Go through the data and copy each line where the string "below" appears.

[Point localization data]
⁂

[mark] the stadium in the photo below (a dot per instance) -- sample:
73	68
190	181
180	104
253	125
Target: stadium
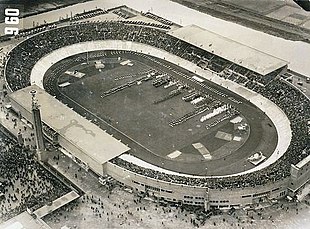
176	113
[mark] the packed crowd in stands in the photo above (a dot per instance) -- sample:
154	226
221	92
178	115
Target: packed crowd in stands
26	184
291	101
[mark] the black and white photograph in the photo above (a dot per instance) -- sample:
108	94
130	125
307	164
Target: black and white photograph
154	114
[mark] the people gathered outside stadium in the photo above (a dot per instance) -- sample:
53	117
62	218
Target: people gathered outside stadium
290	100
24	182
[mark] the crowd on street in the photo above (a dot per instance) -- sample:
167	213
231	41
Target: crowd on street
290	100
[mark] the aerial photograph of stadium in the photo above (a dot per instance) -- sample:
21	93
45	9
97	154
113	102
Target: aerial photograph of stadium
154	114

⁂

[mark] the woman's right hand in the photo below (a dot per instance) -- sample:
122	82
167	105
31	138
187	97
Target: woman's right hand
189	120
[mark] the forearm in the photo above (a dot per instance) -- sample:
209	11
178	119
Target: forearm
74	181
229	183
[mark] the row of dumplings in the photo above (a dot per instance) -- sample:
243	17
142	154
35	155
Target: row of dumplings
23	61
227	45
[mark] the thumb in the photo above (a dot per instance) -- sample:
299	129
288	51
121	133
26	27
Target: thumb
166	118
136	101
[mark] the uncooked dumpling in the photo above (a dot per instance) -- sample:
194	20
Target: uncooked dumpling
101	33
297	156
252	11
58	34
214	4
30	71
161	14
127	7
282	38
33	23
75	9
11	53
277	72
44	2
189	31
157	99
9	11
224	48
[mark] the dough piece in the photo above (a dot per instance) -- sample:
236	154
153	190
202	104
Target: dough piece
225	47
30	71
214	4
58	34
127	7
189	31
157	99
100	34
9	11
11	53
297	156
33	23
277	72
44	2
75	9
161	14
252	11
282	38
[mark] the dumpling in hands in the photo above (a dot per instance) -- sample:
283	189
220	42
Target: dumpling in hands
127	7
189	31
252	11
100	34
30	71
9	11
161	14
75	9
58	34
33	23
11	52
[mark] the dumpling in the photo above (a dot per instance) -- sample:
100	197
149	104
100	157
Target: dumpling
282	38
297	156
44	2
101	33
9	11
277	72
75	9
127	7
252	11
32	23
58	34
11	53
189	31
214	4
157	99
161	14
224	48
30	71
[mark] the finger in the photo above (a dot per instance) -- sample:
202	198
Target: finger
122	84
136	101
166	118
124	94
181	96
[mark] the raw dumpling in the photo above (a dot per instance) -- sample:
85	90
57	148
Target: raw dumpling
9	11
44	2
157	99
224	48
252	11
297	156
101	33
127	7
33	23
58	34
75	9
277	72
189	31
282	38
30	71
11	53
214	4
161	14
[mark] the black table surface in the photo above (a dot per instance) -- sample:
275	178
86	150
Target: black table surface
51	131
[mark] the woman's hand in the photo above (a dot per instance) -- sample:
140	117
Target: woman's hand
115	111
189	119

⁂

**TASK SOLUTION:**
[mark] the stadium in the photo below (a dot per instance) -- sample:
[mark] the woman's right hand in the photo below (a dot per instance) -- sample:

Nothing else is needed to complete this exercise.